What lines of the material below hold the string "olive"? Copy them out.
══ GIVEN ENTRIES ══
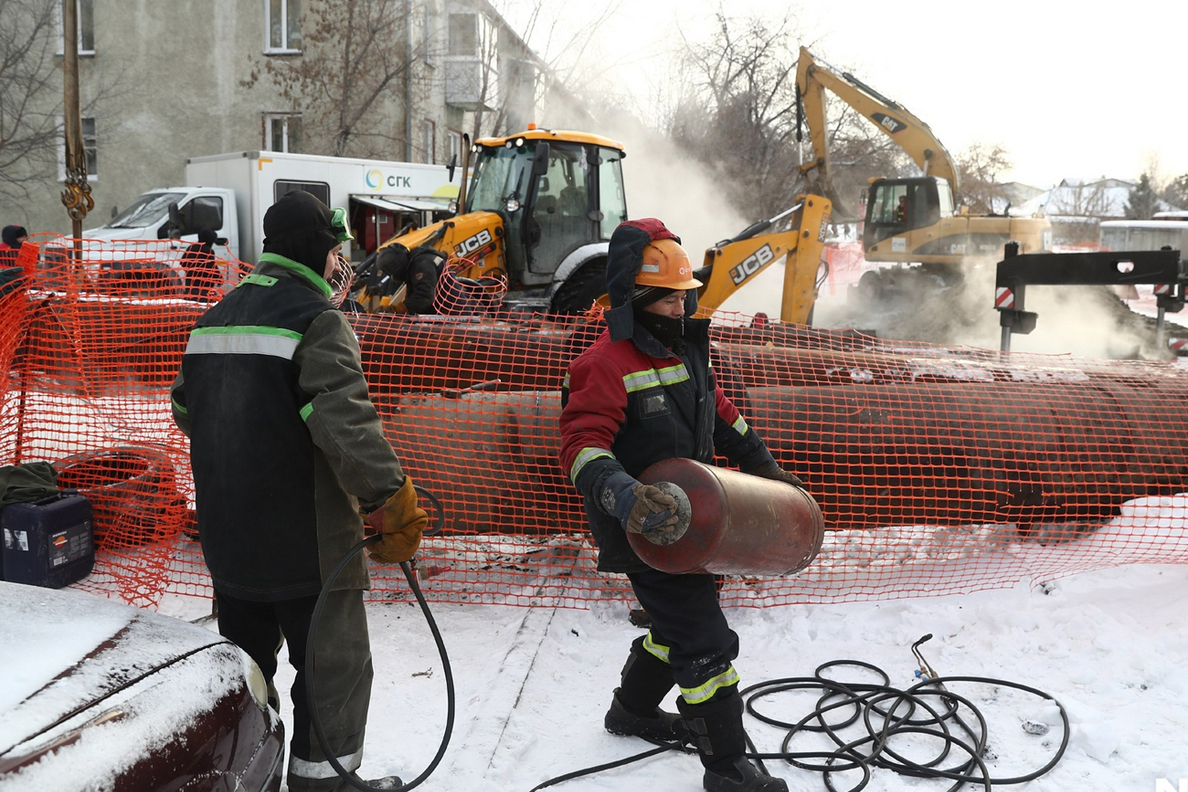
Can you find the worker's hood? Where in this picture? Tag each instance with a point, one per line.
(625, 255)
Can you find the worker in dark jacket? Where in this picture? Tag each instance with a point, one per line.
(645, 392)
(285, 448)
(415, 271)
(11, 239)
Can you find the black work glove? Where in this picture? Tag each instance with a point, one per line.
(772, 470)
(643, 508)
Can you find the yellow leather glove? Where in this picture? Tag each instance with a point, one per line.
(399, 520)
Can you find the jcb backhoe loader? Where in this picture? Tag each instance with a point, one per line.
(539, 210)
(907, 220)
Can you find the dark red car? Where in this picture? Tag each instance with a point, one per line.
(100, 696)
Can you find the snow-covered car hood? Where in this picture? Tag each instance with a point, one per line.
(52, 661)
(98, 688)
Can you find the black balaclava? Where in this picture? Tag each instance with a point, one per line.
(11, 235)
(664, 328)
(301, 227)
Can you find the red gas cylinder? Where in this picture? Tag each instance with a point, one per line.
(740, 525)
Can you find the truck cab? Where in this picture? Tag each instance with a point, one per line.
(149, 216)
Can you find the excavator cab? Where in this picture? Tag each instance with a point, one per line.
(897, 206)
(558, 196)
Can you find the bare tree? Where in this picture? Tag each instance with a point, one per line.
(355, 57)
(1175, 191)
(30, 95)
(738, 115)
(1143, 201)
(979, 168)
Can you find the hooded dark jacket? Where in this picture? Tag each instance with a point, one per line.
(284, 442)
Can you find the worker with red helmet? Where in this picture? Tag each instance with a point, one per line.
(644, 392)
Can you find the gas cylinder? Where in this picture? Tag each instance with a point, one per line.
(740, 524)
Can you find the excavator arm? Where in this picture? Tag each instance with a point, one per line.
(797, 235)
(912, 135)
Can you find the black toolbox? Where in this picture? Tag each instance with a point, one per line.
(49, 542)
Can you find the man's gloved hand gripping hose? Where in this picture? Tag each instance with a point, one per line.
(355, 781)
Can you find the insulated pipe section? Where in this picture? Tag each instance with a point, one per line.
(977, 454)
(741, 525)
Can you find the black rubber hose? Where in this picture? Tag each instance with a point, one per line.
(310, 697)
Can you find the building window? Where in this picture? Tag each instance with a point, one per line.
(463, 35)
(430, 141)
(282, 20)
(84, 13)
(90, 149)
(282, 132)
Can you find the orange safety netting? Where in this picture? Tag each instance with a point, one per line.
(937, 469)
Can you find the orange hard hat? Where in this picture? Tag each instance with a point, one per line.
(665, 265)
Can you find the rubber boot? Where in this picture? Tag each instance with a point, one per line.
(715, 730)
(386, 783)
(634, 708)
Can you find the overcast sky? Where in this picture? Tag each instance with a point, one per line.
(1069, 89)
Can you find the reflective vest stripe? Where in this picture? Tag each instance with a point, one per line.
(656, 650)
(674, 374)
(583, 457)
(703, 692)
(246, 340)
(653, 377)
(305, 768)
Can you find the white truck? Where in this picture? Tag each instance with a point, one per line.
(229, 194)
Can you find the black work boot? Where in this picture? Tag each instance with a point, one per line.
(634, 709)
(715, 729)
(386, 783)
(665, 727)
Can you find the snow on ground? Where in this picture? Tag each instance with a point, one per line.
(534, 683)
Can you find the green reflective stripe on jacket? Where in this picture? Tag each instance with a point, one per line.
(673, 374)
(246, 340)
(703, 692)
(586, 456)
(257, 279)
(298, 268)
(655, 377)
(640, 380)
(656, 650)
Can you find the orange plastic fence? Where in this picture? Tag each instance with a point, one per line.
(937, 469)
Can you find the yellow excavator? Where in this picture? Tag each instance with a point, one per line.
(538, 213)
(907, 220)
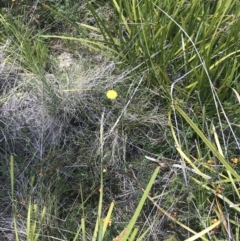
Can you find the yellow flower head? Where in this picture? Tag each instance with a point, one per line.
(234, 160)
(111, 94)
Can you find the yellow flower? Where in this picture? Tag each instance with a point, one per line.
(234, 160)
(112, 94)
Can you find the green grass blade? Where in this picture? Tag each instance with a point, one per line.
(140, 205)
(207, 142)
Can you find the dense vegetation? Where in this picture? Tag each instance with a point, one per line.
(94, 94)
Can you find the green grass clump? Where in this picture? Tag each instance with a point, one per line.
(173, 69)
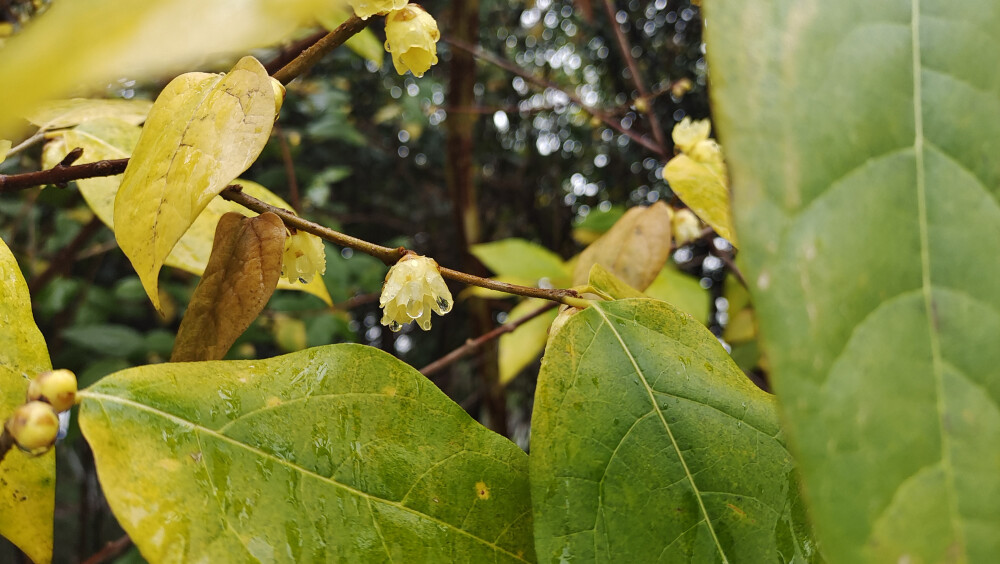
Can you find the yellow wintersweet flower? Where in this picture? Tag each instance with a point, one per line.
(304, 257)
(685, 226)
(412, 290)
(365, 9)
(411, 37)
(689, 133)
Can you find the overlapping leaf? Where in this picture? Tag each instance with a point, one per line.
(863, 139)
(333, 453)
(110, 138)
(27, 485)
(649, 444)
(203, 131)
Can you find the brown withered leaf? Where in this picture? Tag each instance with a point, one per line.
(634, 249)
(241, 275)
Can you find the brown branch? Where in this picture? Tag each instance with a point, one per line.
(391, 256)
(64, 258)
(111, 550)
(600, 114)
(471, 345)
(60, 175)
(305, 60)
(633, 68)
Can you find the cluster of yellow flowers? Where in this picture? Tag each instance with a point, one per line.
(411, 33)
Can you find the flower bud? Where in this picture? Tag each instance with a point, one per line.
(34, 427)
(411, 36)
(279, 95)
(365, 9)
(685, 226)
(412, 290)
(56, 387)
(304, 257)
(689, 133)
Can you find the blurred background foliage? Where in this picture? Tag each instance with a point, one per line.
(363, 150)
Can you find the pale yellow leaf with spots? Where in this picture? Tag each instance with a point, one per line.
(203, 131)
(27, 484)
(114, 139)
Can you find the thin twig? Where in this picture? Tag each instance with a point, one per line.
(305, 60)
(61, 175)
(608, 119)
(391, 256)
(472, 345)
(640, 85)
(111, 550)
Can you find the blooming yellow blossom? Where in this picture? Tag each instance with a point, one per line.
(689, 133)
(34, 427)
(411, 37)
(685, 226)
(412, 290)
(304, 257)
(365, 9)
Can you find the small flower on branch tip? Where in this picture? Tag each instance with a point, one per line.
(34, 427)
(304, 257)
(412, 290)
(365, 9)
(411, 37)
(685, 226)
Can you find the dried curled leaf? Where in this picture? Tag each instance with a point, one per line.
(241, 275)
(634, 249)
(203, 131)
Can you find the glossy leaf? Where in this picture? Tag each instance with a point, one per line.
(334, 453)
(92, 43)
(203, 131)
(27, 484)
(115, 139)
(866, 190)
(520, 259)
(59, 114)
(648, 444)
(521, 347)
(682, 291)
(634, 250)
(241, 275)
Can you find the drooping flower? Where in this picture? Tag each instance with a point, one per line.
(304, 257)
(685, 227)
(412, 290)
(365, 9)
(411, 37)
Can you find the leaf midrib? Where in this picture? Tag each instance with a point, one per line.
(666, 427)
(925, 267)
(101, 398)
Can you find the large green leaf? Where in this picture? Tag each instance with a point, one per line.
(863, 141)
(338, 453)
(648, 444)
(27, 485)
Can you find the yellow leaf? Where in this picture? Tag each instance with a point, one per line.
(67, 113)
(90, 43)
(704, 188)
(364, 43)
(203, 131)
(27, 485)
(241, 275)
(634, 249)
(114, 139)
(192, 251)
(521, 347)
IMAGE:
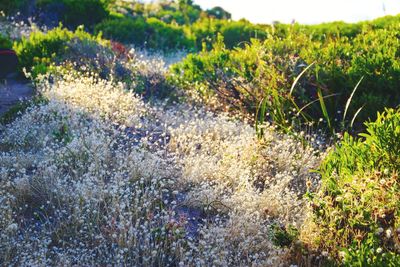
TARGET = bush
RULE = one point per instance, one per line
(124, 30)
(5, 42)
(12, 6)
(151, 33)
(356, 210)
(40, 49)
(271, 68)
(238, 32)
(74, 13)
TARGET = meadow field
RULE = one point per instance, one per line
(163, 134)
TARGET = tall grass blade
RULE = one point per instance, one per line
(298, 78)
(312, 102)
(260, 116)
(355, 116)
(349, 100)
(323, 108)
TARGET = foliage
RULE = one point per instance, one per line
(10, 7)
(151, 33)
(356, 210)
(5, 42)
(74, 13)
(40, 49)
(323, 92)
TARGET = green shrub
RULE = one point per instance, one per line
(322, 92)
(40, 49)
(12, 6)
(74, 13)
(124, 30)
(5, 42)
(151, 33)
(236, 33)
(357, 208)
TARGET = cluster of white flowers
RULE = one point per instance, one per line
(15, 29)
(96, 177)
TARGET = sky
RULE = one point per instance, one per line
(305, 11)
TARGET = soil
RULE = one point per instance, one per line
(13, 91)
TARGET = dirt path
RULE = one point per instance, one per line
(11, 92)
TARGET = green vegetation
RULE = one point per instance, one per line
(5, 42)
(266, 70)
(319, 85)
(75, 12)
(356, 210)
(37, 52)
(10, 7)
(151, 33)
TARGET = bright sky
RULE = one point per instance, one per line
(305, 11)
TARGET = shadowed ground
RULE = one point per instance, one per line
(11, 92)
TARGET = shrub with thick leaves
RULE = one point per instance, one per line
(357, 208)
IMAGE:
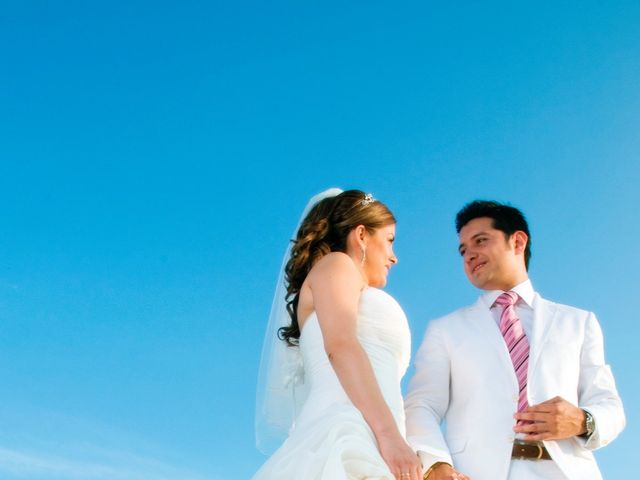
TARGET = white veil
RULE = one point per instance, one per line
(281, 388)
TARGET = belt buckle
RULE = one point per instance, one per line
(540, 451)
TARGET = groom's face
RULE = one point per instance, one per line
(489, 256)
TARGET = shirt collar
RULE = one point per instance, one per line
(524, 290)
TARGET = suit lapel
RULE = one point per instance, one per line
(484, 329)
(543, 316)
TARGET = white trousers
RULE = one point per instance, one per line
(535, 470)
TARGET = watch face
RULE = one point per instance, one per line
(590, 423)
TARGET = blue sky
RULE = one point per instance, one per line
(155, 157)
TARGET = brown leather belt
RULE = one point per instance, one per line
(530, 451)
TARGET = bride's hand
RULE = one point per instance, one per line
(401, 459)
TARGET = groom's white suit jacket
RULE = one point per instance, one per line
(465, 377)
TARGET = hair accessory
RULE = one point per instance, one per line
(368, 198)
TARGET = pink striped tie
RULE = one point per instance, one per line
(516, 341)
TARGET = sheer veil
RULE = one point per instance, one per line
(281, 387)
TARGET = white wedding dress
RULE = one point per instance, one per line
(330, 439)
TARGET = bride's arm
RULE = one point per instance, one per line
(336, 286)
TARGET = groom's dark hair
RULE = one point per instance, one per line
(505, 218)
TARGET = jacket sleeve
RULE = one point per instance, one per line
(427, 398)
(597, 390)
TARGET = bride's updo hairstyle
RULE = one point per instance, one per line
(324, 230)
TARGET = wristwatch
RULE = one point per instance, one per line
(590, 424)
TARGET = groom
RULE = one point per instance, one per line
(520, 382)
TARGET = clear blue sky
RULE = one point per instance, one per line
(155, 157)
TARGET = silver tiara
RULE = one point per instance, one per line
(368, 198)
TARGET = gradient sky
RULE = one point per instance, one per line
(155, 157)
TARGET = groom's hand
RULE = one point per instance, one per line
(444, 471)
(554, 419)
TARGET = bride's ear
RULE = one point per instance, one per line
(358, 237)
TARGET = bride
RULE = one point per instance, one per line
(336, 349)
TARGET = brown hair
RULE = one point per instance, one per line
(324, 230)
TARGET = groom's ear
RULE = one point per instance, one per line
(520, 240)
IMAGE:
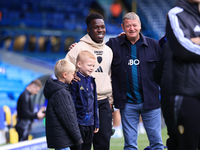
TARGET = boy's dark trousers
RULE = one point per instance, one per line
(23, 133)
(87, 136)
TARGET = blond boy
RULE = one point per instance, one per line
(62, 129)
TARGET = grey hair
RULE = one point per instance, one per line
(131, 15)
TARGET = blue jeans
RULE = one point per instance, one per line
(152, 123)
(63, 148)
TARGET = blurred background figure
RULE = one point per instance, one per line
(117, 124)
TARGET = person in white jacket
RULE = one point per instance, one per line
(94, 43)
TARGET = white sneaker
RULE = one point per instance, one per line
(118, 133)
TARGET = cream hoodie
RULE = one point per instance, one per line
(102, 69)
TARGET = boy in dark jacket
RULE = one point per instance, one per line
(85, 99)
(62, 129)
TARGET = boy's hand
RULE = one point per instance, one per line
(72, 45)
(96, 130)
(76, 78)
(196, 40)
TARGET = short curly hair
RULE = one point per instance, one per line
(93, 16)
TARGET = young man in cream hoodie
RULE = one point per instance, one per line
(94, 43)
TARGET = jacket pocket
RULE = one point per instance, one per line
(116, 66)
(150, 65)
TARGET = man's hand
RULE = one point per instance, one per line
(96, 130)
(72, 45)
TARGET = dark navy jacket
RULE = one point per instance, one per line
(80, 98)
(149, 53)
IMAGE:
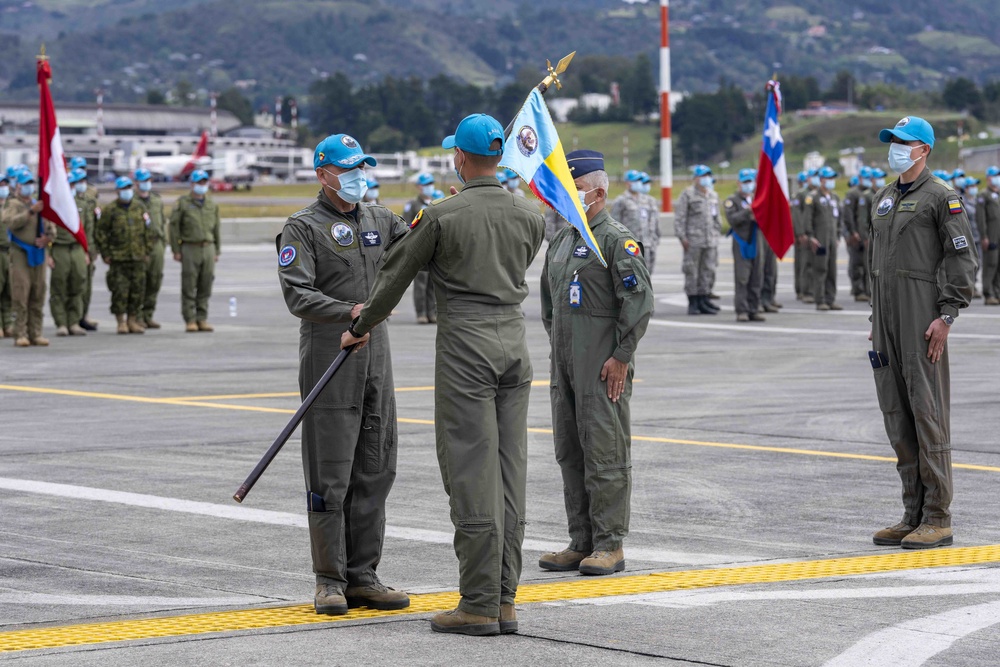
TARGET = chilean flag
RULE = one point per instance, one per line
(770, 204)
(59, 204)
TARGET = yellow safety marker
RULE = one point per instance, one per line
(430, 422)
(575, 589)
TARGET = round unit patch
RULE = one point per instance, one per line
(885, 206)
(286, 256)
(342, 234)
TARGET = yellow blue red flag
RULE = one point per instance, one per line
(533, 150)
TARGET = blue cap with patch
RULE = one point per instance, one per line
(341, 150)
(475, 134)
(911, 128)
(584, 161)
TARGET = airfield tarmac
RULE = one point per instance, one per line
(761, 468)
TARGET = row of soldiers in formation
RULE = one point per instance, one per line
(129, 234)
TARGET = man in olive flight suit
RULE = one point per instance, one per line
(479, 244)
(923, 267)
(821, 223)
(69, 275)
(595, 317)
(125, 243)
(748, 256)
(195, 243)
(328, 255)
(158, 237)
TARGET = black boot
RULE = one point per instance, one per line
(705, 307)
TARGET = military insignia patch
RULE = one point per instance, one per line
(342, 234)
(885, 206)
(286, 256)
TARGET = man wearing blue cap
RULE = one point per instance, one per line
(328, 256)
(923, 272)
(595, 317)
(69, 276)
(30, 237)
(479, 244)
(125, 242)
(153, 203)
(424, 300)
(821, 223)
(748, 255)
(988, 221)
(195, 242)
(697, 225)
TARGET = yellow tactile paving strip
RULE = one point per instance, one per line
(575, 589)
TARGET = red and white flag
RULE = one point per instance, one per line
(770, 204)
(59, 204)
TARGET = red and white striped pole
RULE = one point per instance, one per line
(666, 149)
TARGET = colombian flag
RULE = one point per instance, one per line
(534, 152)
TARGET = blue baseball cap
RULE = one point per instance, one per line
(341, 150)
(475, 134)
(583, 162)
(911, 128)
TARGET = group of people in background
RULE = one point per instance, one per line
(129, 234)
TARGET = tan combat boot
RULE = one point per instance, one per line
(508, 619)
(329, 600)
(376, 596)
(460, 622)
(893, 535)
(928, 537)
(603, 562)
(566, 560)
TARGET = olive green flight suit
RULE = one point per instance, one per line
(479, 244)
(917, 238)
(154, 266)
(27, 283)
(592, 435)
(327, 261)
(821, 221)
(194, 235)
(749, 271)
(988, 221)
(124, 240)
(424, 301)
(6, 307)
(68, 279)
(856, 215)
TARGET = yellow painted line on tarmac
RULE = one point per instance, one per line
(561, 591)
(430, 422)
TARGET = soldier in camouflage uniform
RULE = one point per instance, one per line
(698, 227)
(125, 243)
(69, 275)
(158, 236)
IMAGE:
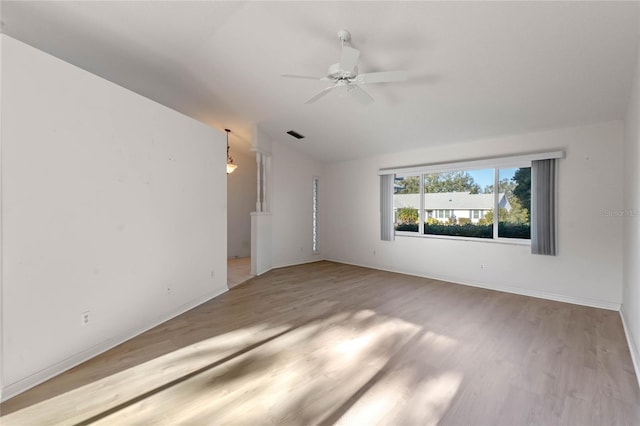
═══
_RESPONSE_
TARGET = man in olive flight suit
TARGET = olive green flight suit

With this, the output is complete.